* **INFORMATION SHOWN**
########

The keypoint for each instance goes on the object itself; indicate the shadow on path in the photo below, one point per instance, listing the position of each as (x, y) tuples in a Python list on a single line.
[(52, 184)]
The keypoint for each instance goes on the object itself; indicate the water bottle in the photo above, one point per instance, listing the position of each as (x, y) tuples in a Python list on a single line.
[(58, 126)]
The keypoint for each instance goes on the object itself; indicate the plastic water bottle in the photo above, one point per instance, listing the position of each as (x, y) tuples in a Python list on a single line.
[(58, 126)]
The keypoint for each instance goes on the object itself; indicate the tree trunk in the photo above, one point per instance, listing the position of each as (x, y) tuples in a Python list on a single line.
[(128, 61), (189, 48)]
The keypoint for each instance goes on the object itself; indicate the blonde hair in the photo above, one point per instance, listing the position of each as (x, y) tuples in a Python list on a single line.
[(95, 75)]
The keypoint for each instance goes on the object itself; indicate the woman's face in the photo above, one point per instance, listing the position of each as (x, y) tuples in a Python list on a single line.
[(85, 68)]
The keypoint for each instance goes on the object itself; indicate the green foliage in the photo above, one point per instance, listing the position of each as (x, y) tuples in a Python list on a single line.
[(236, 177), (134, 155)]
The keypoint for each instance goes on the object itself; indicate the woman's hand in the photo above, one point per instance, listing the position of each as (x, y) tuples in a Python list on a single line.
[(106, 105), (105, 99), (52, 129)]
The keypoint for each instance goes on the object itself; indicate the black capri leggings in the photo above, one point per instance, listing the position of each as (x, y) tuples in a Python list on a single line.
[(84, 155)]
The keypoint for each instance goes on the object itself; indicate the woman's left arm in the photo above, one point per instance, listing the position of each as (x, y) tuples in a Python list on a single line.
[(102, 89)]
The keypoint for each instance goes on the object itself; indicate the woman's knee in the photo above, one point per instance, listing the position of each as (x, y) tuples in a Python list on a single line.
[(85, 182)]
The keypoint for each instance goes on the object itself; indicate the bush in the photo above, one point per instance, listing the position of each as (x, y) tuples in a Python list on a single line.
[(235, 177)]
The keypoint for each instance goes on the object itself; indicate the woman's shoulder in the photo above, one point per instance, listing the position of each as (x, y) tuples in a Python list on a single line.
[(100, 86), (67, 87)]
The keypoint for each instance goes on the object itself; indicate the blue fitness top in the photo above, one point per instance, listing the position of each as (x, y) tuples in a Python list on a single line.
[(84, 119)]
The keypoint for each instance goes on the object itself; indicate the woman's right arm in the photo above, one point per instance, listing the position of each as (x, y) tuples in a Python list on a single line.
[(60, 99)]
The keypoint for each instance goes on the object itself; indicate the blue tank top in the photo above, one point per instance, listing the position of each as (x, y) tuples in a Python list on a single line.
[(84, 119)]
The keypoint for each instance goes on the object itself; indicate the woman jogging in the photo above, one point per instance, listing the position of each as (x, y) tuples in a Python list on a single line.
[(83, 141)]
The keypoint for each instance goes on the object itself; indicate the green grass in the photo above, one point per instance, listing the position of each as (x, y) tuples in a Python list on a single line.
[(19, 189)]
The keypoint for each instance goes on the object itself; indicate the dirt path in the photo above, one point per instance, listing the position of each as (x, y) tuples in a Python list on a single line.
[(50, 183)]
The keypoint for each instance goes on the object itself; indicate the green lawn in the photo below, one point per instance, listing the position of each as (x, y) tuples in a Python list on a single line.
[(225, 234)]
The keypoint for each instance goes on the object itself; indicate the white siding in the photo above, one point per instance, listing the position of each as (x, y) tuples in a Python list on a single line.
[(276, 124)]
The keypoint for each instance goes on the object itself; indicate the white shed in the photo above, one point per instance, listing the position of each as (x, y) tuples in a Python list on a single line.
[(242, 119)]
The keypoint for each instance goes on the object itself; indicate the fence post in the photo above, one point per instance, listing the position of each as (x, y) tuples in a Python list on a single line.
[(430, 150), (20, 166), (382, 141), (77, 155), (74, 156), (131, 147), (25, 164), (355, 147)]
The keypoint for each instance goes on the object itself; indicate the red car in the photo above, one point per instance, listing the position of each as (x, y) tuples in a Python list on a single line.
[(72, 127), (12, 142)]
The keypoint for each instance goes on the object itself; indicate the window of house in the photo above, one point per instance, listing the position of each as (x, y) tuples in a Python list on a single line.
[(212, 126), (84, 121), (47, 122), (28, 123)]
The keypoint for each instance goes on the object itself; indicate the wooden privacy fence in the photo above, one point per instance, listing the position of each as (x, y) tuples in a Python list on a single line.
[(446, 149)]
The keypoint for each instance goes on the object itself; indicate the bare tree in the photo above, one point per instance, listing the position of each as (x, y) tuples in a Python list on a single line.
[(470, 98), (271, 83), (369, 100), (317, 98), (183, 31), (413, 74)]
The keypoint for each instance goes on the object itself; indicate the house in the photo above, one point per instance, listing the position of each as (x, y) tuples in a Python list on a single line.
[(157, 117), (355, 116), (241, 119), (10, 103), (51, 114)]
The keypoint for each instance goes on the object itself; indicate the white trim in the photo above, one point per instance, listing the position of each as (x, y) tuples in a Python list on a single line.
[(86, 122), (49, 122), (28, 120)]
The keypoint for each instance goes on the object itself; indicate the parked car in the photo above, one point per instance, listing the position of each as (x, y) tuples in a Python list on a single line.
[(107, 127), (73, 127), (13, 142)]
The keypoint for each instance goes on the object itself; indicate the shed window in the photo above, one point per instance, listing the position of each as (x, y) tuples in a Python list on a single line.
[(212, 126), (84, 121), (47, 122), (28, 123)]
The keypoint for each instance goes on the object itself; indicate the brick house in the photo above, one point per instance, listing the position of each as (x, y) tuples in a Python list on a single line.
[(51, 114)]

########

* **TASK BRIEF**
Rewrite the lines above with "one point per instance" changed to "a single point for each instance" wherever it occurs, keeping everything else the same.

* **REPLY**
The keypoint for each instance goes on the object itself; indicate the shadow on path in the photo below, a single point for each instance, listing the position of each as (x, y) tuples in a Python list on a single line.
[(52, 184)]
The keypoint for each instance goes on the object itself; indicate the water bottle in the photo above, a single point for each instance, listing the position of each as (x, y) tuples in a Python list on a single line.
[(58, 126)]
The keypoint for each instance goes on the object itself; indicate the plastic water bottle in the photo above, a single point for each instance, listing the position of each as (x, y) tuples in a Python list on a single line.
[(58, 126)]
The keypoint for each instance goes on the object itself; indicate the tree trunk in the photo above, a single point for each instance, listing the position of each as (x, y) tuples in a Python list on a single line.
[(128, 61), (189, 48)]
The keypoint for each instance goes on the object itself; indicate the blonde hair in the photo above, a single point for each instance, listing the position of each as (x, y) tuples in a Python list on a single line.
[(95, 75)]
The keypoint for each instance goes on the object itself; indicate the woman's face in the photo above, a single point for each instance, listing the position of each as (x, y) tuples in a Python list on a single line.
[(85, 68)]
The keypoint for each instance goes on the object itself; indicate the green foliage in the photo above, a single point for each instance, listing the position of each as (x, y) tuples in a Python list on a single line.
[(236, 177), (134, 155)]
The keypoint for each instance goes on the object itself; indicate the woman's hand in the photo above, a single point for each instance, listing the position of each as (x, y) tuples in a Python list on a single line.
[(106, 105), (105, 99), (52, 129)]
The keypoint for each instance goes on the object itself; indicate the black capri leggings in the photo above, a single point for each instance, listing the position of each as (x, y) tuples in a Python list on a single line.
[(84, 155)]
The keypoint for each instance goes on the object itself; indicate the woman's left arm in the photo above, a single point for each instance, listing the position of each as (x, y) tuples in a Python list on a single line.
[(102, 89)]
The keypoint for each instance goes on the object itself; indicate the woman's knee in the photo above, a single point for each instance, listing the position of each as (x, y) tuples in a Python list on a single line.
[(85, 182)]
The keypoint for each instance goes on the object itself; indicate the bush in the photo above, a single point for each instance, listing the position of each as (x, y) tuples in a Python list on a single line.
[(235, 177)]
The keypoint for each instance goes on the object itself; indicate the woman's shoulder in the photo above, a single point for each instance, listing the position of each as (x, y) tuples in a Python list on a single line.
[(100, 86), (67, 87)]
The keypoint for each instance goes on the object itself; indicate the blue fitness top in the photo above, a single point for each instance, listing the position of each as (x, y) tuples in a Python list on a single line.
[(84, 119)]
The keypoint for each instance goes on the object itself; indicate the woman's right arm in the photo above, a single point for each instance, listing the position of each as (x, y) tuples in a Python list on a single line.
[(60, 99)]
The keypoint for each instance goes on the object itself; indicate the blue tank top in the photo above, a single point for each instance, listing the position of each as (x, y) tuples in a Python list on a single line.
[(84, 119)]
The keypoint for each instance goes on the object itself; indicate the woman jogging in the photo above, a single point for each instance, listing the position of each as (x, y) tuples in a Python list on a single line.
[(83, 141)]
The keypoint for each instance goes on the object itself; indicate the green grass in the photo above, a single point for each instance, listing the position of each as (x, y) tuples in a Python list on a single line.
[(19, 189)]
The keypoint for each instance goes on the object itself; indicate the dirt path in the photo above, a single point for each instance, listing the position of each as (x, y) tuples in a Python list on a single line.
[(50, 183)]
The keypoint for each instance goes on the object itself; indicate the green lawn in the photo below, a single point for each instance, listing the position of each as (x, y) tuples in a Python list on a single line.
[(225, 234)]
The keypoint for each instance goes on the object itself; indicate the white siding in the photo above, a single point for each instance, listing the position of each as (x, y) tuples in a Python list on a single line.
[(276, 124)]
The keypoint for each instance goes on the object itself; indicate the white shed in the photo above, a single point for each instance, listing the position of each as (x, y) tuples in a Python list on a single line.
[(242, 119)]
The keypoint for each instance goes on the object itself; indicate the fence post in the photo above, a single point for each instance, listing the position of each as (x, y) tuples in a Python list on a single line.
[(430, 150), (20, 166), (382, 141), (77, 155), (74, 156), (131, 147), (25, 164), (355, 147)]
The keypoint for each instance goes on the object itself; indicate the red car in the photo above, a single point for each instance, listing the position of each as (x, y) tuples in a Python list on a single line.
[(72, 127), (12, 142)]
The keypoint for each instance goes on the object itself; indicate the window of house in the photo above, a single point for each instance, listing the position of each as (x, y) tuples in a Python list on a single line.
[(212, 126), (84, 121), (47, 122), (28, 123)]
The keypoint for each instance goes on the object itself; indicate the wooden privacy fence in the photo above, a single point for each instance, listing the position of each as (x, y) tuples in a Python list on a single line.
[(446, 149)]
The keypoint for each instance goes on the object itself; indicate the bare tree in the photo above, a single point for each instance, listing the position of each as (x, y) tuples in a Python list on a single line.
[(470, 98), (271, 83), (369, 100), (317, 98), (183, 31), (413, 74)]
The keypoint for each instance goes on the object itself; indicate the house in the photo above, a single point for each instance, listing the position of each as (x, y) tuples in a Python list on a single line.
[(157, 117), (355, 116), (241, 119), (10, 103), (51, 114)]
The keypoint for each instance goes on the object itself; indicate the white trim in the photo above, a single point for each instance, listing the position of each as (x, y) tuples in a Python list on a single line.
[(86, 122), (49, 122), (28, 120)]
The keypoint for each instance goes on the object itself; indicate the parked car in the photo above, a single point for each instance, listing the position of each as (x, y) tuples in a Python list on a single line.
[(107, 127), (73, 127), (13, 142)]
The keypoint for each instance goes on the object itself; indicate the shed window in the photo above, a single point for each instance, listing the position of each as (x, y) tuples in a Python list on a single line.
[(212, 126), (84, 121), (47, 122), (28, 123)]
The keypoint for each instance goes on the object itself; indicate the brick house in the photo above, a single point for each instance, listing the position of each as (x, y) tuples in a Python list on a single line.
[(51, 114)]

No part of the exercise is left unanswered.